The task
Copy out the bylaw excerpt on the board of directors and the audit committee word for word, in full.

Text block
13.11 General Secretariat: The General Secretariat can be selected from among the Central Board of Directors members or, if desired, the duties can be partially or fully assigned to another member or a non-member person. If a non-member is appointed, this person becomes an association employee and cannot be a member during their tenure. The working conditions, duties, and authorities of the General Secretary are determined by the Board of Directors.

13.12 Representation of Branches in the Board of Directors:

13.12.1 Each branch’s Board of Directors Chairman is a natural member of the Central Board of Directors. Branch chairmen can attend central board meetings and have voting rights if they participate.

13.13 The total number of principal members of the Board of Directors must not fall below five (5) after the replacement of the resigned principal members by the substitute members. If it falls below, the remaining members of the Board of Directors or the Audit Committee call for a General Assembly meeting within one (1) month to fill the vacancies. If the meeting is not called, a local Civil Court of Peace judge appoints three (3) members to call the General Assembly for this purpose.

13.14 The association is represented by the President of the Board of Directors or, in their absence, a Vice President appointed by the President. The Board of Directors may delegate representation authority to other board members or third parties with a power of attorney.

ARTICLE 14: AUDIT COMMITTEE

14.1 The Audit Committee consists of three (3) principal and three (3) substitute members elected by the General Assembly. The committee conducts audits every six months according to the principles and procedures set forth in the Associations Law and presents the audit results in a report to the Board of Directors and the General Assembly when convened.

Information given
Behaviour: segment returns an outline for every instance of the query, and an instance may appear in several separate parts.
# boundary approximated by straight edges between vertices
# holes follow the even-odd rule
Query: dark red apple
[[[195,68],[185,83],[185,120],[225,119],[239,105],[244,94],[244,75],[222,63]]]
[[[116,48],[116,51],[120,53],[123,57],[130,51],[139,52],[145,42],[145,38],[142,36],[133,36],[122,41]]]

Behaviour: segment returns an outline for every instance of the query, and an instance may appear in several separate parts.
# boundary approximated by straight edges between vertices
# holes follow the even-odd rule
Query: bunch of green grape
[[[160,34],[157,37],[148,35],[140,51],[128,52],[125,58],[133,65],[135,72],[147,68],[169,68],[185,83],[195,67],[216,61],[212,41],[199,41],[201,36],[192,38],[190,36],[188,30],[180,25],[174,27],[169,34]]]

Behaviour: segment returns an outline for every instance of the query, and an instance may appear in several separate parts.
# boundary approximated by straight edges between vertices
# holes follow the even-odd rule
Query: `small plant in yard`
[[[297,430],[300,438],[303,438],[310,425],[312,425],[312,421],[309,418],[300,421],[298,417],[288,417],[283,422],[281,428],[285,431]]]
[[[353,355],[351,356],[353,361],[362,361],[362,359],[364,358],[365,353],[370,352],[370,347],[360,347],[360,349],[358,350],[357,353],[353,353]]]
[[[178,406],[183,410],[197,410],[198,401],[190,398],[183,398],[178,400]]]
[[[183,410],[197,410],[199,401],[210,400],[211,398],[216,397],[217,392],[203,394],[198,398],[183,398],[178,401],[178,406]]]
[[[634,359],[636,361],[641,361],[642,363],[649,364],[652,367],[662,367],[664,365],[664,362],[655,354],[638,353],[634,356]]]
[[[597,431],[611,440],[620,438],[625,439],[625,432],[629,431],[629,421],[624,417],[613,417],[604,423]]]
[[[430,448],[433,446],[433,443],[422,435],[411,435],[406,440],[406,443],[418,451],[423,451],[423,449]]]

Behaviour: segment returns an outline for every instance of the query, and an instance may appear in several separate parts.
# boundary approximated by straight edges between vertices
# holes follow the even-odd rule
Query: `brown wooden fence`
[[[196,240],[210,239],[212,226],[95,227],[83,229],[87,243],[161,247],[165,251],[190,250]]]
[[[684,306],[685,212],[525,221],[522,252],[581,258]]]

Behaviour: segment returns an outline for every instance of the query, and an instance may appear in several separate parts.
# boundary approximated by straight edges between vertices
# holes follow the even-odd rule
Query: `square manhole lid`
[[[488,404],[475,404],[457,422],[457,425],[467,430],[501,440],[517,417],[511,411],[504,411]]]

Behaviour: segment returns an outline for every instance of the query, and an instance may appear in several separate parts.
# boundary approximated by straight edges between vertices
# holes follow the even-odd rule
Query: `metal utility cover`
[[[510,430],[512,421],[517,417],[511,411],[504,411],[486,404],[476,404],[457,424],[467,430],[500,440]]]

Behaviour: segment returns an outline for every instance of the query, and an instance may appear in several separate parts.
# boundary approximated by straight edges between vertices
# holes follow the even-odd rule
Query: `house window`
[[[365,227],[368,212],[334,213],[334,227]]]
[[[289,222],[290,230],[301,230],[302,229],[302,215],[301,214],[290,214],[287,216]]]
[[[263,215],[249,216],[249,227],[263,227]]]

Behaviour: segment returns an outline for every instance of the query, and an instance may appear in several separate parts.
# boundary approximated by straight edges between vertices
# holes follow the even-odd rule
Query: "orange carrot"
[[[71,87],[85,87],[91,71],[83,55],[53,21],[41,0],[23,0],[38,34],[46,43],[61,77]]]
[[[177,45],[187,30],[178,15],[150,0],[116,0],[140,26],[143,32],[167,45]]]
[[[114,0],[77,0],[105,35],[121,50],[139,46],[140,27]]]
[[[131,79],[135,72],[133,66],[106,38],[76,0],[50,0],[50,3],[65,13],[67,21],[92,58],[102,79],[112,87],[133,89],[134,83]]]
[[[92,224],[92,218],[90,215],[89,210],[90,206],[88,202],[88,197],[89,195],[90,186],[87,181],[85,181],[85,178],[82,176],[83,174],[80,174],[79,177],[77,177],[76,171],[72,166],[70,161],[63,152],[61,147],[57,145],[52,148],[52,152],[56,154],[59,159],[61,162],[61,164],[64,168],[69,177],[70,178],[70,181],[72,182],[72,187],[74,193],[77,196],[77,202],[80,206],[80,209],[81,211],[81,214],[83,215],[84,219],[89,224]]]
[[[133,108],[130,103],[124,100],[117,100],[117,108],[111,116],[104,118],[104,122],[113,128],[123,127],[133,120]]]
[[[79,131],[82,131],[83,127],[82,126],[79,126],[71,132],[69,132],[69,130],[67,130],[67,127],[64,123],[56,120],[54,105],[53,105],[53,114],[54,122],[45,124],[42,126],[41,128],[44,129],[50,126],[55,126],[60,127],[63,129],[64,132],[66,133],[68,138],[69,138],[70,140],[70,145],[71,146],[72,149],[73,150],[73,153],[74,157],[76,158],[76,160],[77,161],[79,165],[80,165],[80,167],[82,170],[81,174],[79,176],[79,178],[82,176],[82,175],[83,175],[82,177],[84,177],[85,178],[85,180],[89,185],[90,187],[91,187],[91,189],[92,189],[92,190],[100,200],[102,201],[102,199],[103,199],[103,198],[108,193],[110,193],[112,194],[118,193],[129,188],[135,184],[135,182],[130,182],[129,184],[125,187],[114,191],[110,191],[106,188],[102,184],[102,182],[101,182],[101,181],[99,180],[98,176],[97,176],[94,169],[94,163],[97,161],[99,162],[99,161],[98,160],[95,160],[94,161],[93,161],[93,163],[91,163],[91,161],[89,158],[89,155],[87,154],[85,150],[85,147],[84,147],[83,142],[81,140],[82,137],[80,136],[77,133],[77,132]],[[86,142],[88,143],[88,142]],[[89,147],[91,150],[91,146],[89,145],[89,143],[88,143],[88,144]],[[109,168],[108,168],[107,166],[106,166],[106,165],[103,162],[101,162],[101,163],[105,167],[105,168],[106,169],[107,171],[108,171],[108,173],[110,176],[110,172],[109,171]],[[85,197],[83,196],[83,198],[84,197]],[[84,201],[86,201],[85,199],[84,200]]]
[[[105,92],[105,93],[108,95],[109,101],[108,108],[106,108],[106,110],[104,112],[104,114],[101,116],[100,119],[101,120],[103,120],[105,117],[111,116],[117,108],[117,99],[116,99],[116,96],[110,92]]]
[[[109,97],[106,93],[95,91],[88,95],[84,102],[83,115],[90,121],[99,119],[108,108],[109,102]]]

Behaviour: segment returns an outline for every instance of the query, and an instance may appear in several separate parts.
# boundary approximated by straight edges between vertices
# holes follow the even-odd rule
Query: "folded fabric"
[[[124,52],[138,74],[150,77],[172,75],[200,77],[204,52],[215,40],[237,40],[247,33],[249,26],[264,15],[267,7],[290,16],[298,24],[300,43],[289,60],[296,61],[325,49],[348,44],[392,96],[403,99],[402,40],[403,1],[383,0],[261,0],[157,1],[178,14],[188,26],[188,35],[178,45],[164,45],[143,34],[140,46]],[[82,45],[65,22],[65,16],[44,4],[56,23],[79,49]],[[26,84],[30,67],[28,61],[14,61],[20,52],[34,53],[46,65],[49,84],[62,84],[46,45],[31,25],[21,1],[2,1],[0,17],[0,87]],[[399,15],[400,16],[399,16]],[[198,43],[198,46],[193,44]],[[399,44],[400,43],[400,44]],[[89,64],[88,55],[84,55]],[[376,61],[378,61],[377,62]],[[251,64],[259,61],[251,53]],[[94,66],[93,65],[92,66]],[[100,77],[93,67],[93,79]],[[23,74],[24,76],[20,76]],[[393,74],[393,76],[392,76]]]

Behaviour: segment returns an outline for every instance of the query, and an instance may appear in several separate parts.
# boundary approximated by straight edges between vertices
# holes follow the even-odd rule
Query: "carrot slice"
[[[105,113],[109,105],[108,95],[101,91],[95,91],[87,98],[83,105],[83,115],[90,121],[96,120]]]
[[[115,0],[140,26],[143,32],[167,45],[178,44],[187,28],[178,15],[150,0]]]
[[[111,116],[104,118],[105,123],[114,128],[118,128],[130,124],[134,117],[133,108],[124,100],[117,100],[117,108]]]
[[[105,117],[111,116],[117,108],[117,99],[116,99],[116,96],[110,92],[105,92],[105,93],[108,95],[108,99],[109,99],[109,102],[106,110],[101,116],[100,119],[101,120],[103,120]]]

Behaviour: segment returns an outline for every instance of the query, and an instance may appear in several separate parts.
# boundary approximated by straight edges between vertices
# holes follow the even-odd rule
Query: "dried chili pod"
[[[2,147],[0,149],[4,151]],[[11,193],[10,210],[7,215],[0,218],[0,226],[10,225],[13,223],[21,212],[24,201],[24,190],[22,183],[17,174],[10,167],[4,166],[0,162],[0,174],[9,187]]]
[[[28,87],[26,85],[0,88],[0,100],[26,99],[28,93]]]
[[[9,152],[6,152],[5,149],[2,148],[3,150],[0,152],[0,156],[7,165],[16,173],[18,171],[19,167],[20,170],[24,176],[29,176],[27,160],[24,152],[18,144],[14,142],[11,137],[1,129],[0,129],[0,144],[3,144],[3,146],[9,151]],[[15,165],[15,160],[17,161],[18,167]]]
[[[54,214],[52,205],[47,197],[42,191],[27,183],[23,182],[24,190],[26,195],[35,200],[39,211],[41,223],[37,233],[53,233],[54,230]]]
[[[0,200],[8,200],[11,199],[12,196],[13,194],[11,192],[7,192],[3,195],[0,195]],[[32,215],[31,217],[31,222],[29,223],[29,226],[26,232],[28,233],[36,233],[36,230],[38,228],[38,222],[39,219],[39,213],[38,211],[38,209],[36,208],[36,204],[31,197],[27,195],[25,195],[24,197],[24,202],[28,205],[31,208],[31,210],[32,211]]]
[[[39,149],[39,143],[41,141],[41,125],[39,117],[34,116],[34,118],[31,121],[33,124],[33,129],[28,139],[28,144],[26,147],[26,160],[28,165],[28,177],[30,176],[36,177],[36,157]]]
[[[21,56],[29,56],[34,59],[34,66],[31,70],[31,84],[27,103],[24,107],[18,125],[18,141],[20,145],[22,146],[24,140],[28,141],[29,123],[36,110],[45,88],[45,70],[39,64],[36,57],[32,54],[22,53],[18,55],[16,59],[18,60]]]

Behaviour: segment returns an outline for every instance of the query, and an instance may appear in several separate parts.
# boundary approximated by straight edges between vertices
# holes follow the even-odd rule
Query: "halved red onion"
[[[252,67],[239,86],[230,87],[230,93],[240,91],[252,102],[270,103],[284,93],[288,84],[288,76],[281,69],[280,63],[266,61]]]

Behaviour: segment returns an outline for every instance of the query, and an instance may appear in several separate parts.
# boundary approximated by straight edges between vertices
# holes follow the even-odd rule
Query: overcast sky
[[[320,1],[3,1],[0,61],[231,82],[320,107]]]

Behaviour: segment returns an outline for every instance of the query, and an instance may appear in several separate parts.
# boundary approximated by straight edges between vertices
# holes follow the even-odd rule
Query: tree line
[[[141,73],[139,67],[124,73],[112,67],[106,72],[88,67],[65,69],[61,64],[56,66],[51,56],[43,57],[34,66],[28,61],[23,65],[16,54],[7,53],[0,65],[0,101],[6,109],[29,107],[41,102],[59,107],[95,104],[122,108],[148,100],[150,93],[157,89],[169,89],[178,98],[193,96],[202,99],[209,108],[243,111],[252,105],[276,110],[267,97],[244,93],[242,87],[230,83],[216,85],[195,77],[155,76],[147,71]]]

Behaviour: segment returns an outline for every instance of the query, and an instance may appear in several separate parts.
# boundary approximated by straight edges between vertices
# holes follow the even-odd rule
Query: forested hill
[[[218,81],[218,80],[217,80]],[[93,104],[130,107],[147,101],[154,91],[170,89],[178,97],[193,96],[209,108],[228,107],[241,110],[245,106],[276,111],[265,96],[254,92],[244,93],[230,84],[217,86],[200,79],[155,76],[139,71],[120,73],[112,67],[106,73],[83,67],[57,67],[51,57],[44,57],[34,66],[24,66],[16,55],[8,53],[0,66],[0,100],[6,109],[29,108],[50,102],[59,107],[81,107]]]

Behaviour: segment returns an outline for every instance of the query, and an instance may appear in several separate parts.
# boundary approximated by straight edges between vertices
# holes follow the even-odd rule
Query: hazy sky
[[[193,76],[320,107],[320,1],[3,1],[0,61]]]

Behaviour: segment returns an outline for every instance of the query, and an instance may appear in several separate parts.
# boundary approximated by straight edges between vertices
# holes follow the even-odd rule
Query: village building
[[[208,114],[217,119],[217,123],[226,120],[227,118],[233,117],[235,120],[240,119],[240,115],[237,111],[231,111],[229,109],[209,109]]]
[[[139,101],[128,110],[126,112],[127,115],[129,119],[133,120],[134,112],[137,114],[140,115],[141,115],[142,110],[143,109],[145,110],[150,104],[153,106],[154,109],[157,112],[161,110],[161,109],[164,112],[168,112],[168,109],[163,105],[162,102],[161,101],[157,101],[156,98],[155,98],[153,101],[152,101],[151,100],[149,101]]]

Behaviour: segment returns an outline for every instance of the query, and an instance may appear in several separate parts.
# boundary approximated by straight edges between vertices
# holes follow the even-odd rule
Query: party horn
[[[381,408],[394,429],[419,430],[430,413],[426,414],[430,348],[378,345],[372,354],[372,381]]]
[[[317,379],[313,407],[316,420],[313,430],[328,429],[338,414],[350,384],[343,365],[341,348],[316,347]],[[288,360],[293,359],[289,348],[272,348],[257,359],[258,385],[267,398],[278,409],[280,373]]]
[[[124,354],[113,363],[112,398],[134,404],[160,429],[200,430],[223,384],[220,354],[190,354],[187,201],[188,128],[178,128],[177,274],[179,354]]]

Expected answer
13.11 General Secretariat: The General Secretariat can be selected from among the Central Board of Directors members or, if desired, the duties can be partially or fully assigned to another member or a non-member person. If a non-member is appointed, this person becomes an association employee and cannot be a member during their tenure. The working conditions, duties, and authorities of the General Secretary are determined by the Board of Directors.

13.12 Representation of Branches in the Board of Directors:

13.12.1 Each branch’s Board of Directors Chairman is a natural member of the Central Board of Directors. Branch chairmen can attend central board meetings and have voting rights if they participate.

13.13 The total number of principal members of the Board of Directors must not fall below five (5) after the replacement of the resigned principal members by the substitute members. If it falls below, the remaining members of the Board of Directors or the Audit Committee call for a General Assembly meeting within one (1) month to fill the vacancies. If the meeting is not called, a local Civil Court of Peace judge appoints three (3) members to call the General Assembly for this purpose.

13.14 The association is represented by the President of the Board of Directors or, in their absence, a Vice President appointed by the President. The Board of Directors may delegate representation authority to other board members or third parties with a power of attorney.

ARTICLE 14: AUDIT COMMITTEE

14.1 The Audit Committee consists of three (3) principal and three (3) substitute members elected by the General Assembly. The committee conducts audits every six months according to the principles and procedures set forth in the Associations Law and presents the audit results in a report to the Board of Directors and the General Assembly when convened.